> Directions:
Could you copy out everything in the material below, from the line containing "For each instance of the man's lips, drop" down to its final line, reproducing each line word for word?

> Data to use:
· · ·

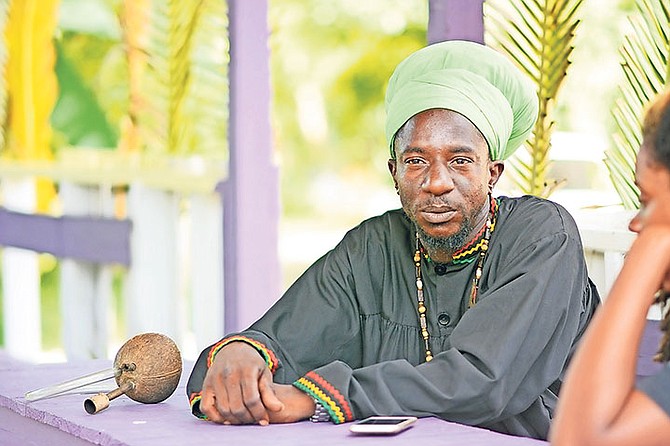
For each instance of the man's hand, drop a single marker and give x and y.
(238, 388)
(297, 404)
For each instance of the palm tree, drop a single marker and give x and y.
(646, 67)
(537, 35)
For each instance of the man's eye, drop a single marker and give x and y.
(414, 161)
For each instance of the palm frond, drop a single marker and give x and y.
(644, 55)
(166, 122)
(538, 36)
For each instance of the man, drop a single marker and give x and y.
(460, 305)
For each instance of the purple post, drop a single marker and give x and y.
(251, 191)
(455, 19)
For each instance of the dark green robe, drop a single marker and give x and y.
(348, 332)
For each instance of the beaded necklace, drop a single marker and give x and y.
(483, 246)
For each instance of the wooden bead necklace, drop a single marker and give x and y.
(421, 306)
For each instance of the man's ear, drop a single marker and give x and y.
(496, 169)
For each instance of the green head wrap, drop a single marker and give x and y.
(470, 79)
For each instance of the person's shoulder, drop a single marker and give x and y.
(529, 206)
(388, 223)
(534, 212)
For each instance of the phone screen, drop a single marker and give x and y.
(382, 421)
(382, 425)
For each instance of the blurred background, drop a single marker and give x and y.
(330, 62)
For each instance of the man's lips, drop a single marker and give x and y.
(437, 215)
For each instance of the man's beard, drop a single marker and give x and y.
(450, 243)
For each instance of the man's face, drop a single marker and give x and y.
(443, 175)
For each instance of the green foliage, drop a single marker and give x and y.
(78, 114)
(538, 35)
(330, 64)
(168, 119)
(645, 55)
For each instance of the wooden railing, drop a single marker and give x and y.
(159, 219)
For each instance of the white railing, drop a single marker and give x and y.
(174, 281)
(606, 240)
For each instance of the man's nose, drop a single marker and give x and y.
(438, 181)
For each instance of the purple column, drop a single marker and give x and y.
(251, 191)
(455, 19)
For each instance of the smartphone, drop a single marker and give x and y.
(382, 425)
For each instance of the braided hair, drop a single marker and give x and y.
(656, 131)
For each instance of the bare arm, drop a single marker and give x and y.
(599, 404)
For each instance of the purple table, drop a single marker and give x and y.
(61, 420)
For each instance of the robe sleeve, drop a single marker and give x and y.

· · ·

> Problem solution:
For each instance of the man's lips, drop a single marker and give x and y.
(437, 215)
For each instance of the man's beard, drop a single marker and give x and y.
(450, 243)
For each instance of the man's face, drop a single marker and give x and y.
(443, 175)
For each instance of the green foliage, drop a single marker and give x and y.
(78, 114)
(538, 35)
(330, 64)
(168, 119)
(645, 55)
For each instance of the wooden railing, drop a single marker and give x and y.
(159, 219)
For each instance of the white railing, drop a single marker and give x and y.
(174, 281)
(606, 240)
For each instance of the man's nose, drop a single marker and give x and y.
(438, 181)
For each instance of the purple column, drop a single marker and give x and y.
(251, 191)
(455, 19)
For each instance of the smartphone, drop a single marker and give x and y.
(382, 425)
For each instance of the braided hair, drop a single marker and give x and y.
(656, 131)
For each instance of the bare arm, drop a single marker and give x and y.
(599, 404)
For each instance of the purple table, drop a single marker and give x and y.
(61, 420)
For each instance of the robe sleeve, drop a single marker and give x and y.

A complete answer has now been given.